>>>
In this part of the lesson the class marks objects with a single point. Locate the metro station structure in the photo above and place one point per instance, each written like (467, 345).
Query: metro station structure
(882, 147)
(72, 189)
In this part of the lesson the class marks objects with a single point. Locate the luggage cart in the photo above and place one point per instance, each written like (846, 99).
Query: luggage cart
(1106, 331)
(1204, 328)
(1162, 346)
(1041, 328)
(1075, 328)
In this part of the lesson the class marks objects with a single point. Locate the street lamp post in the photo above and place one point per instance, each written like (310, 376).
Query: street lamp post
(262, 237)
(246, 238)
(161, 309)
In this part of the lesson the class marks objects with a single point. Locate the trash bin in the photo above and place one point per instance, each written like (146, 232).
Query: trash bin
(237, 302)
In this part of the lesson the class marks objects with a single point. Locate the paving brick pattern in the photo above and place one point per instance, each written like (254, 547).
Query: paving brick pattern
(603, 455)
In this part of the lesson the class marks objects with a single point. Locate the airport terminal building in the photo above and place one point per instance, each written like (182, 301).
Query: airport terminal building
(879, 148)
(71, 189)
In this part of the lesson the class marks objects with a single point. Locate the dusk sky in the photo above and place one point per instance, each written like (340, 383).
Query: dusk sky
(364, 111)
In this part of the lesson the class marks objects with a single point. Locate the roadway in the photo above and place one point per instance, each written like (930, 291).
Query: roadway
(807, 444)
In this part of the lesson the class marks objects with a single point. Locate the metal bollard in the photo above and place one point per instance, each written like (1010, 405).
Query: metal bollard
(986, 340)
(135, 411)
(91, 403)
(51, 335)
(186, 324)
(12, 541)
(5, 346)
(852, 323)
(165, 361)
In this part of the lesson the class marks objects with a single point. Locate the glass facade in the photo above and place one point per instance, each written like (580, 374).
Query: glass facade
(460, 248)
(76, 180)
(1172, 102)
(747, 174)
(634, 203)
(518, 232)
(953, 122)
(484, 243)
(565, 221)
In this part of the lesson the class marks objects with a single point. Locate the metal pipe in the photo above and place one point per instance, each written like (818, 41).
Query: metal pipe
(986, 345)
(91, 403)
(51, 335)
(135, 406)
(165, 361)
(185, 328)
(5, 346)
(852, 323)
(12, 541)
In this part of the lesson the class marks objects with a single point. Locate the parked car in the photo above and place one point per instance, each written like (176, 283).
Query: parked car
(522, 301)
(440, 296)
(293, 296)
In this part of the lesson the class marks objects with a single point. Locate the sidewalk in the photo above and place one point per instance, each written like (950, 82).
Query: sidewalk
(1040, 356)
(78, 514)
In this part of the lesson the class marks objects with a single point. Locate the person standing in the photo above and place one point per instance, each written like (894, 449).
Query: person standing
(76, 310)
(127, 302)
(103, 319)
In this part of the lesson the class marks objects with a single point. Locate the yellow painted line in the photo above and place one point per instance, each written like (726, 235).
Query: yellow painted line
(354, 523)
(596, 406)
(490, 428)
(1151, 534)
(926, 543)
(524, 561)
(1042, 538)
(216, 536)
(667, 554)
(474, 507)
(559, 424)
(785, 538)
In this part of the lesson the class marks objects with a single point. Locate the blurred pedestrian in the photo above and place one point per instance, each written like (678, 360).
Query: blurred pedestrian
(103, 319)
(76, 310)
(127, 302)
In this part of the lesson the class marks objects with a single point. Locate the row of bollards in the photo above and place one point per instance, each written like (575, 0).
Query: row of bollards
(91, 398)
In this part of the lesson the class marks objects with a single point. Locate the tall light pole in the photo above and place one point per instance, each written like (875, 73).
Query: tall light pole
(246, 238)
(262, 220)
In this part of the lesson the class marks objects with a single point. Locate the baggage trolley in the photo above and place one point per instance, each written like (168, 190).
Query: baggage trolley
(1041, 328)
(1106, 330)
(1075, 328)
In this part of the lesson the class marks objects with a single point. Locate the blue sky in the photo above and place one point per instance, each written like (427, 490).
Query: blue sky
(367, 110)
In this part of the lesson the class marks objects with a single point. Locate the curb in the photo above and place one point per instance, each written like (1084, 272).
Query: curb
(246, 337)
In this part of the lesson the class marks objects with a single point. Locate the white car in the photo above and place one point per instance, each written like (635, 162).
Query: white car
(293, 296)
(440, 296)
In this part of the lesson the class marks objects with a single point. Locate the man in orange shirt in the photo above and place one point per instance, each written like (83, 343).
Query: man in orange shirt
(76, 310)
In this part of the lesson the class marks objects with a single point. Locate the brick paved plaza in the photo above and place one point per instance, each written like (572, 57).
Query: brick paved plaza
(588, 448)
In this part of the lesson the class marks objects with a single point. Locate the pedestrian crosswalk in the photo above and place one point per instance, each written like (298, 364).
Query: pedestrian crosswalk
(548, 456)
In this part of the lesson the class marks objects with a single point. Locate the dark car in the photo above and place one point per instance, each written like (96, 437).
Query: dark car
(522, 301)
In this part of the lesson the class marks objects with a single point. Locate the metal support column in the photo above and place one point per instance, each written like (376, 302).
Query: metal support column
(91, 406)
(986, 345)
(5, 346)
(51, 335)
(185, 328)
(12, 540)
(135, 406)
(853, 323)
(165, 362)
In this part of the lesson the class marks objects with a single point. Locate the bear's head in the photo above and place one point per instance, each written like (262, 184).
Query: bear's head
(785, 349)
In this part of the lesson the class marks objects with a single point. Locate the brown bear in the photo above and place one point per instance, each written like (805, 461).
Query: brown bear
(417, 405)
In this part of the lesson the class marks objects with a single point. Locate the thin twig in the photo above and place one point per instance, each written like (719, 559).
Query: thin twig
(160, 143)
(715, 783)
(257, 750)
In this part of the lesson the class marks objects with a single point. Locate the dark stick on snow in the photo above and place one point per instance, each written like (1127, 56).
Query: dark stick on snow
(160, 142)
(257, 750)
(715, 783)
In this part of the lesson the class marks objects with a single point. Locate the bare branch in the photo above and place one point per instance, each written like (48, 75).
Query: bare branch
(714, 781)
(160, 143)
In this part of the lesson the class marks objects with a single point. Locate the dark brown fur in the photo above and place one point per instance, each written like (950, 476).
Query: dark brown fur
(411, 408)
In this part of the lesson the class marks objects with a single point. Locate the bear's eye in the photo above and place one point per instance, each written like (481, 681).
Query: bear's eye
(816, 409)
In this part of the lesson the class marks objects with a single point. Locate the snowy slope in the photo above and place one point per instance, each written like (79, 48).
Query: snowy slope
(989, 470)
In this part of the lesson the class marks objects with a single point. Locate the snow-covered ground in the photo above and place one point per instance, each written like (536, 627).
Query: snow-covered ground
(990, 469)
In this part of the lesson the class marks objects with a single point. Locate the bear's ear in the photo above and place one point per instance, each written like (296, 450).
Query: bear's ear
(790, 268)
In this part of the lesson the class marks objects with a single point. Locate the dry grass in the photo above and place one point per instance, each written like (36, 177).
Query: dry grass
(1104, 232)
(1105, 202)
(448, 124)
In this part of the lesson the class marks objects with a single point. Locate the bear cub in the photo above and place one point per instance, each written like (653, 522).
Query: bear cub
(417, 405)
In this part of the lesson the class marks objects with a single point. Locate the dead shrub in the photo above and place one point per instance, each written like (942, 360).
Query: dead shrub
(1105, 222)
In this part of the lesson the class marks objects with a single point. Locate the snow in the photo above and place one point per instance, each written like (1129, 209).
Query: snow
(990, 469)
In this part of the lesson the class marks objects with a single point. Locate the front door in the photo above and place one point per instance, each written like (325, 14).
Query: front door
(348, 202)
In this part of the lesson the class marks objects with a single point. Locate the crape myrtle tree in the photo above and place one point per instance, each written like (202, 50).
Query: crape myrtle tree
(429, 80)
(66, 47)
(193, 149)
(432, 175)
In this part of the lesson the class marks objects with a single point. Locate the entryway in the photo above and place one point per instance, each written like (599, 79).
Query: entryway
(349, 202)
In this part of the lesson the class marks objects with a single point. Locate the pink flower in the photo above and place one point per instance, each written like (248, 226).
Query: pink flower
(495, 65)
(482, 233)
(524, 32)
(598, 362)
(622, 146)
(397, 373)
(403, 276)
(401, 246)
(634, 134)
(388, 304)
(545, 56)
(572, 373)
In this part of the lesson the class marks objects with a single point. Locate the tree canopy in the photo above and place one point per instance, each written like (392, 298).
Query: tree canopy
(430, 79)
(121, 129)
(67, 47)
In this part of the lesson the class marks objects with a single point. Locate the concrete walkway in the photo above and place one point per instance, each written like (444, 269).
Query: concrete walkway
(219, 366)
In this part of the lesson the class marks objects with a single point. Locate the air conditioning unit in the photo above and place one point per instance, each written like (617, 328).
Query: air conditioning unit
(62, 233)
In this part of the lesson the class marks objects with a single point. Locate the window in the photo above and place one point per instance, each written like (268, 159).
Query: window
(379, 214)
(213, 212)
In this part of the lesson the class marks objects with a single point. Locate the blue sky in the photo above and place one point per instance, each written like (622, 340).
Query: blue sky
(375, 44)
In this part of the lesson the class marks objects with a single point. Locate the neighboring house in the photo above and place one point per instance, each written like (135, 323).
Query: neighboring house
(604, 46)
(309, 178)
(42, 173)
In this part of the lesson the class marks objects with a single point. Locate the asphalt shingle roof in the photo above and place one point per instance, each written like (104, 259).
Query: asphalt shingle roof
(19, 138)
<<<
Problem details :: Going back over the entries above, copy word for word every line from the one that has "like (1010, 405)." on through the one that has "like (678, 360).".

Written solution ::
In this part of the lesson the class marks objects with a single point. Locate the metal bollard in the photo above and place one point per instance, each written like (1010, 405).
Query: metal bollard
(986, 340)
(135, 411)
(91, 403)
(51, 335)
(186, 324)
(12, 541)
(5, 346)
(852, 323)
(165, 361)
In this part of the lesson the class marks objects with a single point. Locate the glass facade in the photo above and place one point per instance, each written like (580, 374).
Query: glass facade
(460, 248)
(76, 180)
(1172, 102)
(747, 174)
(634, 203)
(518, 232)
(953, 122)
(484, 243)
(565, 221)
In this part of the lesson the class marks objects with a single point. Locate the metal pipe in the photo above and place one point per instance, each written like (818, 41).
Query: metal pipe
(986, 345)
(91, 403)
(51, 335)
(135, 406)
(165, 361)
(185, 328)
(5, 346)
(852, 323)
(12, 541)
In this part of the lesson the class marks objects with a single point. Locate the parked car in the photo above and place one point per instance, each written like (176, 283).
Query: parked car
(522, 301)
(440, 296)
(293, 296)
In this part of the lesson the class marks objects with a single point. Locate the sidewalk in the photo above and place one point per instance, each written like (950, 82).
Query: sidewalk
(1040, 356)
(78, 514)
In this part of the lesson the class marks objects with a single point. Locate the person standing in the photo above and place one point per instance, each written like (894, 449).
Query: person standing
(76, 310)
(127, 302)
(103, 319)
In this part of the lesson the class marks objects with a single point. Locate the yellow painted line in the photo above and place one point per instance, each written like (726, 235).
Query: yellow painted line
(354, 523)
(596, 406)
(490, 428)
(1151, 534)
(926, 543)
(524, 561)
(1042, 538)
(216, 536)
(667, 554)
(474, 507)
(559, 424)
(785, 538)
In this part of the lesson the class marks objects with a single point. Locate the blurred pedestrian in the photo above and place one point per instance, each written like (678, 360).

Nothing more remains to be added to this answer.